_Written instruction:_ What follows is a listing. Return every line of it exactly.

[Dataset rows on where objects appear]

## START

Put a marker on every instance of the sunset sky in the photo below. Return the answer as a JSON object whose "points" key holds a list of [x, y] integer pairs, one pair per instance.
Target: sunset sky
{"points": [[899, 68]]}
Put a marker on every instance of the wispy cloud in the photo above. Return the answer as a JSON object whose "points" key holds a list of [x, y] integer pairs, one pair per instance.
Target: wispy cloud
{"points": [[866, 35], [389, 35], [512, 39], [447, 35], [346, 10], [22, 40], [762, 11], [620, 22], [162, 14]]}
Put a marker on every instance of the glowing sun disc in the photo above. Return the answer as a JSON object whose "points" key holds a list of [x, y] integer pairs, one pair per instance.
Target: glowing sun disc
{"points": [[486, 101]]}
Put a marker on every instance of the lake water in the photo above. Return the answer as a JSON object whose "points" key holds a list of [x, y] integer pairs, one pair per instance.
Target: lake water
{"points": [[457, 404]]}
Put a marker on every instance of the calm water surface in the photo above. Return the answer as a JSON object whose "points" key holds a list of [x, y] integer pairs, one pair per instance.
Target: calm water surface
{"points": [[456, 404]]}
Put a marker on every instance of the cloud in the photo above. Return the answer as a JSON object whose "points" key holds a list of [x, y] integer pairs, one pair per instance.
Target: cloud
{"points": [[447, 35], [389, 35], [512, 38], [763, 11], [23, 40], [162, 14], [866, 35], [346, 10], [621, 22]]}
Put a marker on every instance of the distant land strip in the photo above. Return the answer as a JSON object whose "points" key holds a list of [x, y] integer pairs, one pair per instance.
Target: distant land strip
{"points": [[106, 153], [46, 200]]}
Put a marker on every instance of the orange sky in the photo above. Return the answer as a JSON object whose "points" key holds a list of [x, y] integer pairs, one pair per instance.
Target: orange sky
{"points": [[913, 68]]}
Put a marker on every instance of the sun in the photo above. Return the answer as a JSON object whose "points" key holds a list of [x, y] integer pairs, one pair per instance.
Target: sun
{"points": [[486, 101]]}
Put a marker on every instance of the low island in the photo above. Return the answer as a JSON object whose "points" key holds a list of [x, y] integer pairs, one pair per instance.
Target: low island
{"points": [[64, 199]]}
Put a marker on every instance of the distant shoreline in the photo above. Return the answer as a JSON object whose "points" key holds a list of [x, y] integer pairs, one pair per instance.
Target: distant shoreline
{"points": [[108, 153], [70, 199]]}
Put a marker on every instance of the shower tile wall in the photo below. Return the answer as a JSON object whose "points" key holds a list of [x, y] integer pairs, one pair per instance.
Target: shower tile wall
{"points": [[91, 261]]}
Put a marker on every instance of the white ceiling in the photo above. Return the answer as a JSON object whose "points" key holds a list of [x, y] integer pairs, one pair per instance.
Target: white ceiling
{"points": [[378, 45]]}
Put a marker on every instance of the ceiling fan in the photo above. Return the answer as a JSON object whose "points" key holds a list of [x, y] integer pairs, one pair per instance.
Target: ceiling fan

## END

_Reply:_
Put a marker on every instance of the sunset sky in the photo below. Return the answer as a JSON object whose "points" key holds a list of [x, y] integer pairs, one pair per instance.
Target: sunset sky
{"points": [[899, 68]]}
Put a marker on every instance of the wispy cloud in the photo above. Return the answer as a JSON object whose "points" key holds a list of [x, y] integer pairs, one pair per instance.
Target: wispy cloud
{"points": [[866, 35], [389, 35], [512, 39], [447, 35], [346, 10], [22, 40], [762, 11], [620, 22], [162, 14]]}
Put a marker on every instance of the glowing sun disc in the photo above. Return the answer as a JSON object whose "points" key holds a list of [x, y] integer pairs, one pair per instance.
Target: glowing sun disc
{"points": [[486, 101]]}
Put a marker on every instance of the lake water in the photo above. Return the answer as a JSON object whose "points" key holds a list of [x, y] integer pairs, one pair per instance.
Target: lake water
{"points": [[457, 404]]}
Put a marker on every instance of the calm water surface in the photo above. Return the answer as a JSON object whose "points" key holds a list of [x, y] integer pairs, one pair per instance.
Target: calm water surface
{"points": [[456, 404]]}
Put a marker on every instance of the cloud in the photo above. Return the answer as a JSON object whose "points" key holds a list of [x, y] integer pairs, one pair per instance.
Target: cloud
{"points": [[447, 35], [389, 35], [512, 38], [763, 11], [23, 40], [162, 14], [866, 35], [346, 10], [621, 22]]}
Put a marker on every instance of the distant land strip in the photo above. Return the answer as a JSON object whose "points" key holds a list of [x, y] integer pairs, one pair per instance.
Target: distant land strip
{"points": [[106, 153], [46, 200]]}
Put a marker on every instance of the orange sky in the photo above. Return the answer as a JSON object whose "points" key holds a list of [x, y] integer pairs, one pair per instance.
Target: orange sky
{"points": [[913, 68]]}
Put a marker on every instance of the sun in the photo above. Return the answer as a JSON object whose "points" key holds a list of [x, y] integer pairs, one pair per instance.
Target: sun
{"points": [[486, 101]]}
Put a marker on every instance of the low island in the photo above. Return the answer as a JSON object whose "points" key holds a list of [x, y] integer pairs, one pair per instance.
Target: low island
{"points": [[64, 199]]}
Put a marker on every instance of the distant shoreline in the photo above. Return the answer as a JSON object whose "points" key holds a list of [x, y] integer pairs, one pair per instance.
Target: distant shoreline
{"points": [[108, 153], [70, 199]]}
Put a marker on every instance of the shower tile wall in the photo below. Return the answer as a JSON object whose "points" key holds a list of [x, y] integer pairs, one pair per instance.
Target: shower tile wall
{"points": [[91, 261]]}
Put a marker on every instance of the white ceiling in the photo above. Return the answer as a JSON object whose "points" key holds a list of [x, y] integer pairs, one pair per instance.
Target: white ceiling
{"points": [[378, 45]]}
Put a marker on every instance of the ceiling fan in the photo above. Return the answer as a JSON object whose "points" key holds a list of [x, y] integer pairs, one pair per instance.
Target: ceiling fan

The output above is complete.